------ Data for this exercise ------

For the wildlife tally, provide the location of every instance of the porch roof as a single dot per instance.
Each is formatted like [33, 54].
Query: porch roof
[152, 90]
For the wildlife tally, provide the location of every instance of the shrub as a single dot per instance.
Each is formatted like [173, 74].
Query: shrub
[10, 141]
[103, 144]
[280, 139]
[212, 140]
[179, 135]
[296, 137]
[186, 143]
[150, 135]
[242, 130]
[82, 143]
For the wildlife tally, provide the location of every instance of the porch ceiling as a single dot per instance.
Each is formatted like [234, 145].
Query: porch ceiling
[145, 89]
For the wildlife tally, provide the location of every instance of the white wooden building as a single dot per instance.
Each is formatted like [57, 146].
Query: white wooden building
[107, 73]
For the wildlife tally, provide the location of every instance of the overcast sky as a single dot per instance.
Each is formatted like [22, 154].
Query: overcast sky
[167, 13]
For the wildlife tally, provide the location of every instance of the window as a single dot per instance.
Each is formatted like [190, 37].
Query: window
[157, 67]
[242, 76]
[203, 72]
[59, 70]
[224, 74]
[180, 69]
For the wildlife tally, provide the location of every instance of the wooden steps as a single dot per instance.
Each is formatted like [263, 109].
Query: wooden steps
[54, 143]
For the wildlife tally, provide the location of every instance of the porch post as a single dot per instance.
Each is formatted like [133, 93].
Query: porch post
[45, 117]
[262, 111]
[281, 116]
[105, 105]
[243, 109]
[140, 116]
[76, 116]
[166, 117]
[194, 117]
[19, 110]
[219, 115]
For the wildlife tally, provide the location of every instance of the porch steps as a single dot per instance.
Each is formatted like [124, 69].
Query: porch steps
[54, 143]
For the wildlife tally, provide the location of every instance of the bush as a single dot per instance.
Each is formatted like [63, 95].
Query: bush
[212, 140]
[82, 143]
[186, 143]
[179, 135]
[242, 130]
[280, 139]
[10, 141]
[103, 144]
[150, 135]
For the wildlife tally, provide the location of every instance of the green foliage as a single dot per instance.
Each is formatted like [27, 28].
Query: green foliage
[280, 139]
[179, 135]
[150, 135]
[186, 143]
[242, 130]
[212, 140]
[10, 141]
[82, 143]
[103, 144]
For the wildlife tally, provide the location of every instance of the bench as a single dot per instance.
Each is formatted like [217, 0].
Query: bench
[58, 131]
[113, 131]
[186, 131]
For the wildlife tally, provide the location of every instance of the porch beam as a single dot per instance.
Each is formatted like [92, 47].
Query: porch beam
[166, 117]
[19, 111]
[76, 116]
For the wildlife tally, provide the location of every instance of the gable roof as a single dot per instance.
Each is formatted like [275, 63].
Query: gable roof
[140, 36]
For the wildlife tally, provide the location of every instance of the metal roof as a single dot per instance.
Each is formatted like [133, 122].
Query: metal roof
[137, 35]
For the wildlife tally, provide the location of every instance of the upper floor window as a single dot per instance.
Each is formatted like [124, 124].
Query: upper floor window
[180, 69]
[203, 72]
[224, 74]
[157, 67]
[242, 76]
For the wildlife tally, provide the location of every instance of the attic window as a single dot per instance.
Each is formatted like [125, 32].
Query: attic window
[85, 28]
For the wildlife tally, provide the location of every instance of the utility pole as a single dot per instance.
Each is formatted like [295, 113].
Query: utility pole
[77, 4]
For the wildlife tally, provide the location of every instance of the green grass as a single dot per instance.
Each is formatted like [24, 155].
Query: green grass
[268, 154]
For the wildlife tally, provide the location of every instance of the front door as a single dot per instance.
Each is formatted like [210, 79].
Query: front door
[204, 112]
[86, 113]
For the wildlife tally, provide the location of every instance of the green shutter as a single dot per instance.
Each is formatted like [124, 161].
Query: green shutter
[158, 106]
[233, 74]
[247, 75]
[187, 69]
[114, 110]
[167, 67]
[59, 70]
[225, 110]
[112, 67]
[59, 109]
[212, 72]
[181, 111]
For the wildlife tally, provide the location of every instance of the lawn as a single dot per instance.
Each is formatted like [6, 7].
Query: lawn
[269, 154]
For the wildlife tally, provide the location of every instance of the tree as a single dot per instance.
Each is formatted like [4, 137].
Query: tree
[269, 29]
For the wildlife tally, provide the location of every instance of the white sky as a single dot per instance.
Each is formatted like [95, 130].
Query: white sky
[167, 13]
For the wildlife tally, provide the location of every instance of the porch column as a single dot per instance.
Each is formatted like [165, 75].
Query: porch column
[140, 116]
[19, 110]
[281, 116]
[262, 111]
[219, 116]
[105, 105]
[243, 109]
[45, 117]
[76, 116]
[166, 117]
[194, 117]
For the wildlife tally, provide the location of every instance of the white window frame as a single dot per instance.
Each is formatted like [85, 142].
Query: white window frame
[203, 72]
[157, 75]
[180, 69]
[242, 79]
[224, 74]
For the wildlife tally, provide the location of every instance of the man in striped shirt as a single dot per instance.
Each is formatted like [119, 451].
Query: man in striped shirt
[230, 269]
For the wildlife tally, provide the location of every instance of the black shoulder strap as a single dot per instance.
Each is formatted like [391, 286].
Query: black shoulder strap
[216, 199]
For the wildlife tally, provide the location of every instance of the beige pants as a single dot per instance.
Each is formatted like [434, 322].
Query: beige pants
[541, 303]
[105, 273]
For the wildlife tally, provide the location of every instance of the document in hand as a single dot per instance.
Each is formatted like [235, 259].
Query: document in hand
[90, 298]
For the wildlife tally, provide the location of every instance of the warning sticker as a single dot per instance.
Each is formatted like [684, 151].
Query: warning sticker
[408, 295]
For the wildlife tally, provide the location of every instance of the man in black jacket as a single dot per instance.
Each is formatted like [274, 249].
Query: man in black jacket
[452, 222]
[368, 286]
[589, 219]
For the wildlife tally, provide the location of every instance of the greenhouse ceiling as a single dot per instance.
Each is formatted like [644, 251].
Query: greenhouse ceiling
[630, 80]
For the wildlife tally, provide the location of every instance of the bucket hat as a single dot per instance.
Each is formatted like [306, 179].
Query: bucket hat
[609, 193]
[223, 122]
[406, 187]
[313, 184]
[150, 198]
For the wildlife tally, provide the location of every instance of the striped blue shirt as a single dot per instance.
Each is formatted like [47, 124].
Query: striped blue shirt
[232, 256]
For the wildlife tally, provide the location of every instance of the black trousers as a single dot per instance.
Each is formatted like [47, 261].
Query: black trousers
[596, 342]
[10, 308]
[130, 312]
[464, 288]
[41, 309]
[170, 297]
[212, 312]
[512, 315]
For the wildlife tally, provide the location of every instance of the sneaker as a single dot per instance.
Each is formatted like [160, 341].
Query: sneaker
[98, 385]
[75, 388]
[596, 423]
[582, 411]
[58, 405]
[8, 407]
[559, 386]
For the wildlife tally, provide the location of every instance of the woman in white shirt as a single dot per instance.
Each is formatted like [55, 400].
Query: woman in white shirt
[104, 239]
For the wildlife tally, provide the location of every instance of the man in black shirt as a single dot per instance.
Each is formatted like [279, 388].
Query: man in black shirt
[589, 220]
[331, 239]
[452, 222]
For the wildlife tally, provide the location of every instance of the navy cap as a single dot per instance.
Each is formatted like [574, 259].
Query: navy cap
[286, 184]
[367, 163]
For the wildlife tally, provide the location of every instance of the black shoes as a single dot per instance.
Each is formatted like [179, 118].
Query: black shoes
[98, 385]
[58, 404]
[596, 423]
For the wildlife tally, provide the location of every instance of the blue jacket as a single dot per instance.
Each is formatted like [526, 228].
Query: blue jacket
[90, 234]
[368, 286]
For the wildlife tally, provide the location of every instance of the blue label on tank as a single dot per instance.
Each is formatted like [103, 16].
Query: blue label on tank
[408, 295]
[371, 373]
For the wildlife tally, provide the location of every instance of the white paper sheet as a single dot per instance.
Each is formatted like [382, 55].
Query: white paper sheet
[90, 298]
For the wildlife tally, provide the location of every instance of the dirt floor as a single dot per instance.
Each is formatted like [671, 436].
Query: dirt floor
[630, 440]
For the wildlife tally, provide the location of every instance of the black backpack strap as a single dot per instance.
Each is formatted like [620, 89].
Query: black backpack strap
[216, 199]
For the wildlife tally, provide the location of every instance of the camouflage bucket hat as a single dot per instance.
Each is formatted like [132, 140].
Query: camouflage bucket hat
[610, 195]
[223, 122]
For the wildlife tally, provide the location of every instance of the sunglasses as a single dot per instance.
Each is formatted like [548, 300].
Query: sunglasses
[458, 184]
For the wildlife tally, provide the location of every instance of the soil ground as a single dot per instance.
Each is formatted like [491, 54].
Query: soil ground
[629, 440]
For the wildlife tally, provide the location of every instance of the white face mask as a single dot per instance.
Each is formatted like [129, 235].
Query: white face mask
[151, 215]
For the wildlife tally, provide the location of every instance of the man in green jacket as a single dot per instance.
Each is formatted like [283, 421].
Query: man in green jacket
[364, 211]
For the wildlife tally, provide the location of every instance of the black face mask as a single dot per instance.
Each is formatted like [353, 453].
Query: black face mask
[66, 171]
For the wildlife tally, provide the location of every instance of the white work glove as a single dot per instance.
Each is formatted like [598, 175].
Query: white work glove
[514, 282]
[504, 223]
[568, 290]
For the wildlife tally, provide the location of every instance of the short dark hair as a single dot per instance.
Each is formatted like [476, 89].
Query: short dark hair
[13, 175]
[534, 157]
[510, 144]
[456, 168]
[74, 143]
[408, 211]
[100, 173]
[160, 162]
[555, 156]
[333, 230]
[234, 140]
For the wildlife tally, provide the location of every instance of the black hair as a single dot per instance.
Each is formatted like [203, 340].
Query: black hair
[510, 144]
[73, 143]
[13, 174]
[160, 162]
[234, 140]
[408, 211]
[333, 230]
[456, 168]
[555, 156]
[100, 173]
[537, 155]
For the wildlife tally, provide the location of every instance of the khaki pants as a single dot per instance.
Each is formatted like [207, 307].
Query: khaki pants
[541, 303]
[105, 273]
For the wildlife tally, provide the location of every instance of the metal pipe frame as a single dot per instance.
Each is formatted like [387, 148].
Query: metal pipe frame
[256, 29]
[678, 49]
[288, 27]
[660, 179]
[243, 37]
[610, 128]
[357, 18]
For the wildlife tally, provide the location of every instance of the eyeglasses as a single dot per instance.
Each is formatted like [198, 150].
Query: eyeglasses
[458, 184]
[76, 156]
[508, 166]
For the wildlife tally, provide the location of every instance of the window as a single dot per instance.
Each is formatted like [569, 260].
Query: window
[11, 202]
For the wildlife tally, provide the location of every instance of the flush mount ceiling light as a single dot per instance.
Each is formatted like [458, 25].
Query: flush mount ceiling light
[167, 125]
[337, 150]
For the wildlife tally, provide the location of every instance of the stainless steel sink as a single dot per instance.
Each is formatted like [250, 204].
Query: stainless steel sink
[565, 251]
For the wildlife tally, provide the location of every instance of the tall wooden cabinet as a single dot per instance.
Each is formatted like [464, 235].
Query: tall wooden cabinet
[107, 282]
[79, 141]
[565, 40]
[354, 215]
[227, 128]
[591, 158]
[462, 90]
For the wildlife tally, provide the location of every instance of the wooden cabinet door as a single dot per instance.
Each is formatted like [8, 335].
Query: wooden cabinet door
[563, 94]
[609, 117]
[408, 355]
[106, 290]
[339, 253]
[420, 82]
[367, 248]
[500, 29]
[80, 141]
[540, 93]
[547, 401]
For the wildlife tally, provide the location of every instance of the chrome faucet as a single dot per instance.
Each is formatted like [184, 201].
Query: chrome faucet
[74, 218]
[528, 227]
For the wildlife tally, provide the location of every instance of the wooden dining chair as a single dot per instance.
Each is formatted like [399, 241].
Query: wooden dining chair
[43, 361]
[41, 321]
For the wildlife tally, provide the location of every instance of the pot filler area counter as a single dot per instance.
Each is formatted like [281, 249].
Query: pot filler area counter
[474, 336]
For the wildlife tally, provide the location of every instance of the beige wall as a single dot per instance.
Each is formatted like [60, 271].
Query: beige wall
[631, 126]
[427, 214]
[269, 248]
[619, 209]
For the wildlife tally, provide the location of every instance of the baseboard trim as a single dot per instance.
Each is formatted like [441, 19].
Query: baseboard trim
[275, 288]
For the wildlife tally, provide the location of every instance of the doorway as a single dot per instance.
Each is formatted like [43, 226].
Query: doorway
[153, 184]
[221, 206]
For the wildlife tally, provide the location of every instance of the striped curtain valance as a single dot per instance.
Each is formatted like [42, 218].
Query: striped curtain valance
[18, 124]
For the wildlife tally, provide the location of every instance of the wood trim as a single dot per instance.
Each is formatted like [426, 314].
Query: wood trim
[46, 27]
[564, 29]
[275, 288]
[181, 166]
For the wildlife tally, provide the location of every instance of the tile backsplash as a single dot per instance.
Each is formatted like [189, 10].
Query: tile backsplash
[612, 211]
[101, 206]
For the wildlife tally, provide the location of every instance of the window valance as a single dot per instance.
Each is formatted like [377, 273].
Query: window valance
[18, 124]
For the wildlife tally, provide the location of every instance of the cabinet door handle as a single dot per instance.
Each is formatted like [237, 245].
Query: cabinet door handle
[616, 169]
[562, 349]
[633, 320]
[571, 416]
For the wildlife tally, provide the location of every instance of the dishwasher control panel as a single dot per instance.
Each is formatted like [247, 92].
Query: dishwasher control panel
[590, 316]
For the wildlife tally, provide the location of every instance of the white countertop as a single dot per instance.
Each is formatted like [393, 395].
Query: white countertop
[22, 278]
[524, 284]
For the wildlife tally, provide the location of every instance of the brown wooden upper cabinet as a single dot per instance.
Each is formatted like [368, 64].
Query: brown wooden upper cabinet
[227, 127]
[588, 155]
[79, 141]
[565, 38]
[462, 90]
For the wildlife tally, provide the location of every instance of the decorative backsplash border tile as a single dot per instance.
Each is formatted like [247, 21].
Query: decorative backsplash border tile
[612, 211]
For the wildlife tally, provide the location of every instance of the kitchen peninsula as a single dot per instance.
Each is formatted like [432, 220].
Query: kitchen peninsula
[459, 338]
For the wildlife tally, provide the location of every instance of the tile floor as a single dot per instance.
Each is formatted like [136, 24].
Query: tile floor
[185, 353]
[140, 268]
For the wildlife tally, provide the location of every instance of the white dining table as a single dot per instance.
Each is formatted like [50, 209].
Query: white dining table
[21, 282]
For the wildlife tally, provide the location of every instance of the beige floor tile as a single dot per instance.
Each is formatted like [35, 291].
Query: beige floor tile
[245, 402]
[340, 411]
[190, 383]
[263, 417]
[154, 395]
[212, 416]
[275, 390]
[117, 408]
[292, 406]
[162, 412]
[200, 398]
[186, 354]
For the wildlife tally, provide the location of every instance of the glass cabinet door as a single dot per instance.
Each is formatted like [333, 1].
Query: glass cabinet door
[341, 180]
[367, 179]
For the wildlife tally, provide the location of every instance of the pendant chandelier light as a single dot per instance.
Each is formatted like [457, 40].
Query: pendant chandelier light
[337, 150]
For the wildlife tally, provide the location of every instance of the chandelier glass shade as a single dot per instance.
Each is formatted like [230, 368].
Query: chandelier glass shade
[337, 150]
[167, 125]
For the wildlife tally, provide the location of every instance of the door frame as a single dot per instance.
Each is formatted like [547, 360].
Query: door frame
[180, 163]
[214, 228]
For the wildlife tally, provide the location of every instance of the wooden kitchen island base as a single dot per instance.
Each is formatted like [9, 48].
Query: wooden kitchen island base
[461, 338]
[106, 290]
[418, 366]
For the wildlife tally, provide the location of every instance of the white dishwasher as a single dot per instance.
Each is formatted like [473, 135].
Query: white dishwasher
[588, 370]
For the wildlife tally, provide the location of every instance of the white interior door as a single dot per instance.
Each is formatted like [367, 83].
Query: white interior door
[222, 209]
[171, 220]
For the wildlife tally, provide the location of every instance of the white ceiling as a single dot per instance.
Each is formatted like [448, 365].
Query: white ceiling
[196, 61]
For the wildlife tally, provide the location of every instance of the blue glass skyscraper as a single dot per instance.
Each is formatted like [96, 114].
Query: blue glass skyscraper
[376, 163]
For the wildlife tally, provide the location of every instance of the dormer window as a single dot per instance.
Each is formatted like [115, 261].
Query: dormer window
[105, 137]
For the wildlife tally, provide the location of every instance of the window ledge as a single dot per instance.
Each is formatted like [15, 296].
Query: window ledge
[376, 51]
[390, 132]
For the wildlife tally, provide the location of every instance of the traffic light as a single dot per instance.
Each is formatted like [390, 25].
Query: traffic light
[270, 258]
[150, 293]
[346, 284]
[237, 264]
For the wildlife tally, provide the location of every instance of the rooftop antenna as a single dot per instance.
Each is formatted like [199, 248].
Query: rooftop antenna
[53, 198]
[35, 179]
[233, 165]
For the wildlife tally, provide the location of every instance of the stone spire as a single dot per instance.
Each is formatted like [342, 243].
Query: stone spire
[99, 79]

------

__Task__
Please copy the lines in the records above between the one holding "Query: wooden kitchen island base" and the one holding "Each is formatted like [367, 83].", inclusive, exactly and with no other line.

__Solution__
Query: wooden kitchen island base
[461, 338]
[106, 290]
[418, 366]
For the wildlife tally, provide the location of every instance of the white dishwasher as a single dot per instance.
Each is formatted like [473, 135].
Query: white dishwasher
[588, 370]
For the wildlife tally, provide the location of every instance of the white interior door as a single dot per instance.
Each is formatted like [367, 83].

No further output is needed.